─── Text block

Aer Lingus UK finally secured its operating certificate from British authorities, paving the way for the carrier to launch its operations from Manchester to the US and Caribbean islands later this year. The carrier must still await approval to sell tickets originating in the US, but that should be quickly forthcoming.
Aer Lingus announced Orlando, Barbados, New York City, and Boston as its initial markets. All are relatively short flights and can operate with a single aircraft out and back each day. But if the company wants to fly much further afield that will not be possible given the current operating certificate.
Fine print on the UK license specifies the region the company can operate in. The coordinates listed limit the company to the US eastern seaboard and the Caribbean. Most major cities of South America is out of range. Chicago could (barely) work but anything west of the Mississippi is outside the box. Even though the A330s being moved to the UK fleet have the range, the current certificate will not permit longer flights to California.

──────

Request 1 -
Reproduce the Aer Lingus UK article from "Aer Lingus UK" to "be quickly forthcoming.".
Request 2 -
Answer these questions using the Aer Lingus UK article:
(a) Which four markets did Aer Lingus announce as its initial ones?
(b) What must the carrier still await approval to do?
(c) What aircraft are being moved to the UK fleet?
Request 3 -
Using the Aer Lingus UK article, explain why the A330s cannot be flown to California even though they have the range.

─── Information provided

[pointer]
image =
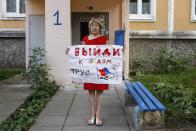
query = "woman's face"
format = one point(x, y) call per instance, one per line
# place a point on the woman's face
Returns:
point(95, 28)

──────

Full output 1 -
Aer Lingus UK finally secured its operating certificate from British authorities, paving the way for the carrier to launch its operations from Manchester to the US and Caribbean islands later this year. The carrier must still await approval to sell tickets originating in the US, but that should be quickly forthcoming.

Full output 2 -
(a) Orlando, Barbados, New York City, and Boston
(b) Sell tickets originating in the US
(c) A330s

Full output 3 -
The fine print on the UK license gives coordinates that limit the company to the US eastern seaboard and the Caribbean. Anything west of the Mississippi falls outside that area, so the current certificate does not permit longer flights to California.